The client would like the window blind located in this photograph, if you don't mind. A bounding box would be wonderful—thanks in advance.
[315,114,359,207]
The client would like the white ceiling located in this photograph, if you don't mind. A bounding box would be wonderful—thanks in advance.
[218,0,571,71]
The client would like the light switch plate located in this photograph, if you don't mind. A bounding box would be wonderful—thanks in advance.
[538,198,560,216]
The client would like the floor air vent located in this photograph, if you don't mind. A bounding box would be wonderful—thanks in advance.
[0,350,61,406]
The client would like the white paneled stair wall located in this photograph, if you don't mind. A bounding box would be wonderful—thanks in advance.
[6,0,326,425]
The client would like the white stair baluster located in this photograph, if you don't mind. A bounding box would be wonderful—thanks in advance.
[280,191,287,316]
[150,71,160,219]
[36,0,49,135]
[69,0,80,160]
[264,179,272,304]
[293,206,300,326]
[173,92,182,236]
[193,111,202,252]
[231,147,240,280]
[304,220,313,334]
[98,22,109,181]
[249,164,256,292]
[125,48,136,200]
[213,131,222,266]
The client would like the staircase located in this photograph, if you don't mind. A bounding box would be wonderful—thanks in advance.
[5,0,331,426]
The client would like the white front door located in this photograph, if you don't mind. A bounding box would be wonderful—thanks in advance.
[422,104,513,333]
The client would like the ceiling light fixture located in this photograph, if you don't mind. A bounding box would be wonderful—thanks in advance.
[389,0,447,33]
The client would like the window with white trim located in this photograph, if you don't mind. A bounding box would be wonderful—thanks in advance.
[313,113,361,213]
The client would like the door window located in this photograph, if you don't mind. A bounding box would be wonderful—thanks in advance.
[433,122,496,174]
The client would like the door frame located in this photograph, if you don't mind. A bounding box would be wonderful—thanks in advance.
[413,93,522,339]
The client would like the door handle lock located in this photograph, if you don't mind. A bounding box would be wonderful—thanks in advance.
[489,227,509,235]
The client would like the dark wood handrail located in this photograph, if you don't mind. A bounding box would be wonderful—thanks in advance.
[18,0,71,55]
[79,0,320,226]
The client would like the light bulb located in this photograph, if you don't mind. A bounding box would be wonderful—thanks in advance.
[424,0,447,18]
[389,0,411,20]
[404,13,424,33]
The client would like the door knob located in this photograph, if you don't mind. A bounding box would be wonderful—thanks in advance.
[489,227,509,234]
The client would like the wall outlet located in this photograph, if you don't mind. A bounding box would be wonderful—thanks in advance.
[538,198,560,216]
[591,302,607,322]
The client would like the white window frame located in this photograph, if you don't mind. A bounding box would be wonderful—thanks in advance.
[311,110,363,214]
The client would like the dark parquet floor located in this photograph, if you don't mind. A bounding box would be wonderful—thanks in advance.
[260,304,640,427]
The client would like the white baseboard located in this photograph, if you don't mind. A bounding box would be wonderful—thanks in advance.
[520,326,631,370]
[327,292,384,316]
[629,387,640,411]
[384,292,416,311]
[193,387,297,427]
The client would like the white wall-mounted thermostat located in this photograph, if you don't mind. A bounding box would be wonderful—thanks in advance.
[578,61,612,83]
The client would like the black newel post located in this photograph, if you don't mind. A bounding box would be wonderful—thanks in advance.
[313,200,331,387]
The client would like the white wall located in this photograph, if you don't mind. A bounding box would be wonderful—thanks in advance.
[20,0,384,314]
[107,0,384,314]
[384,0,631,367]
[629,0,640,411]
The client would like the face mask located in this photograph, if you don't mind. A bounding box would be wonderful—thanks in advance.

---

* _Opdrachtdoel_
Herhaal alsjeblieft letterlijk de regels vanaf de regel met "The client would like the white baseboard" tot en met het einde van de gegevens, beide grenzen inbegrepen.

* _Antwoord op opdracht_
The client would like the white baseboard located in this photograph, if you don't mind. A bounding box would be wonderful—thanks in advance.
[520,326,631,370]
[327,292,384,316]
[629,387,640,411]
[384,292,416,311]
[193,387,297,427]
The client would like the white wall-mounted thermostat located in this photograph, if you don't mind. A bounding box would be wonderful—thanks in advance.
[578,61,612,83]
The client would like the black newel post located in this photograph, if you don't mind. A bounding box would be wonderful—thanks in advance.
[313,200,331,387]
The client would like the white wall located in this photograph, if you don't mind. A bounding box would be wonderful—thanks in advance.
[20,0,384,314]
[107,0,384,314]
[384,0,631,367]
[629,0,640,411]
The client would like the face mask located in this photograph, if you don't mind. A bounding box would be wonderful—thanks in advance.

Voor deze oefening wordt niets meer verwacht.